REQUIREMENTS: Copy the records from their start up to and including the line with "x=511, y=598", keeping the requests but leaving out the pictures. Multiply each x and y coordinate in the answers by 0.3 and round to whole numbers, with halves rounded up, but keep the sample coordinates in the requests unchanged.

:: INFORMATION SHOWN

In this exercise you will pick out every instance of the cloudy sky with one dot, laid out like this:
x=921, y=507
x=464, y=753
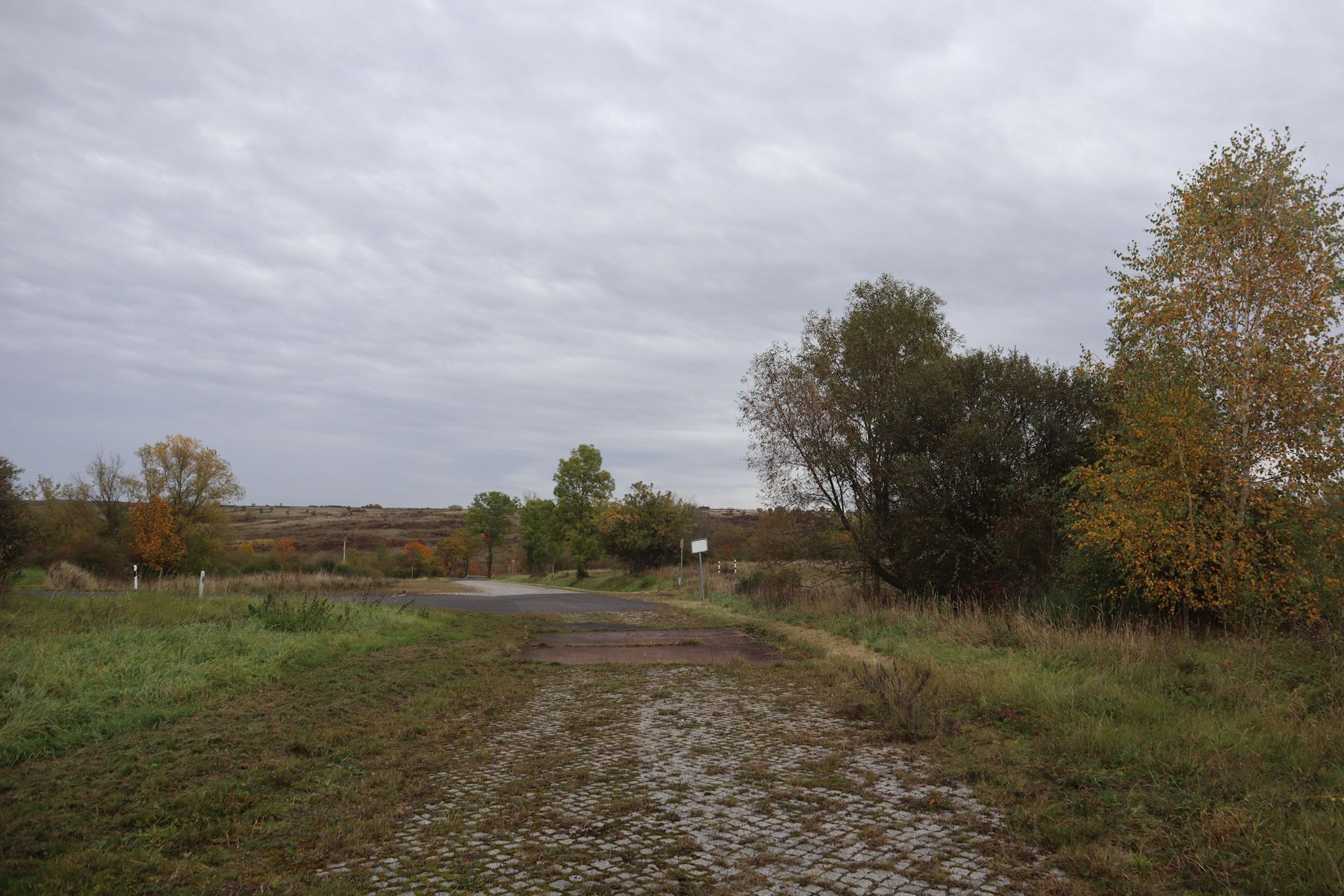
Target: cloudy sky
x=401, y=253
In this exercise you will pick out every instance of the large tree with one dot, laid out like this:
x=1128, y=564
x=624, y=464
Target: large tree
x=942, y=470
x=582, y=488
x=109, y=489
x=1229, y=382
x=16, y=526
x=194, y=481
x=644, y=527
x=491, y=516
x=542, y=532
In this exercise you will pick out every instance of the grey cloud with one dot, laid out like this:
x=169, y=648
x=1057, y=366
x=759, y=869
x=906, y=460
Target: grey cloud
x=402, y=253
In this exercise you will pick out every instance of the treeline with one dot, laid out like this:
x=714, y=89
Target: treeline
x=164, y=514
x=1198, y=473
x=582, y=523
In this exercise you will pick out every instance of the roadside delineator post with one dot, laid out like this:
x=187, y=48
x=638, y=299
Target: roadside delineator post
x=699, y=547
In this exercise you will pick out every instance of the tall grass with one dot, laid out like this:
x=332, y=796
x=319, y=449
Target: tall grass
x=75, y=669
x=1157, y=758
x=67, y=576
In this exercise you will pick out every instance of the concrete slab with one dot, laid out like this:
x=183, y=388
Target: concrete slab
x=647, y=655
x=644, y=637
x=511, y=598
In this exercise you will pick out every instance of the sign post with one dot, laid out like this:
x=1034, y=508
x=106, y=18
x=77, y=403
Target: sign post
x=700, y=547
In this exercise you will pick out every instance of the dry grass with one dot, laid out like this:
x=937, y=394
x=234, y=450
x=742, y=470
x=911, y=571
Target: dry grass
x=280, y=582
x=1144, y=758
x=67, y=576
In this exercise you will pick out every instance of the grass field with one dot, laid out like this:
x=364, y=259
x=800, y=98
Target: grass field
x=223, y=751
x=1142, y=759
x=77, y=669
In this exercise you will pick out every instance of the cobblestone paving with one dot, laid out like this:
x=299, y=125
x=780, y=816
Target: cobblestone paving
x=685, y=780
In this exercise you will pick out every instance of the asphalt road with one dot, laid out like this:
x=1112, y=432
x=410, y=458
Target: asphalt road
x=511, y=597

::::

COMPLETED EXERCISE:
In this exercise you will pick out every instance of the cloudy sky with one dot, laid out like this:
x=921, y=507
x=464, y=753
Target: cloudy sky
x=120, y=76
In this exercise you will pick out every instance of the large tree with one dot, laid out like this:
x=1128, y=564
x=624, y=464
Target: large tree
x=283, y=141
x=175, y=146
x=33, y=147
x=369, y=115
x=5, y=158
x=58, y=144
x=193, y=158
x=147, y=155
x=163, y=160
In this exercise you will pick out every instance of the grey cloud with one dot, laid out like this:
x=169, y=648
x=1057, y=366
x=759, y=869
x=906, y=460
Target: grey cloud
x=121, y=76
In this exercise you will pick out every instance of the treeline with one dot, laid out like this:
x=714, y=89
Target: treeline
x=49, y=154
x=359, y=142
x=175, y=157
In this exercise you will pick out every instance of the roadside delineator post with one dot, laid out like this:
x=187, y=48
x=638, y=299
Target: roadside delineator post
x=210, y=164
In this exercise you will pick out every instance of the tall grass with one dot, laid out like this:
x=332, y=796
x=319, y=449
Target: tall grass
x=23, y=201
x=347, y=227
x=20, y=173
In this exercise you will pick out every instance of the concrete slab with one dot, laid out like this:
x=183, y=388
Target: concrete slab
x=194, y=197
x=193, y=191
x=153, y=179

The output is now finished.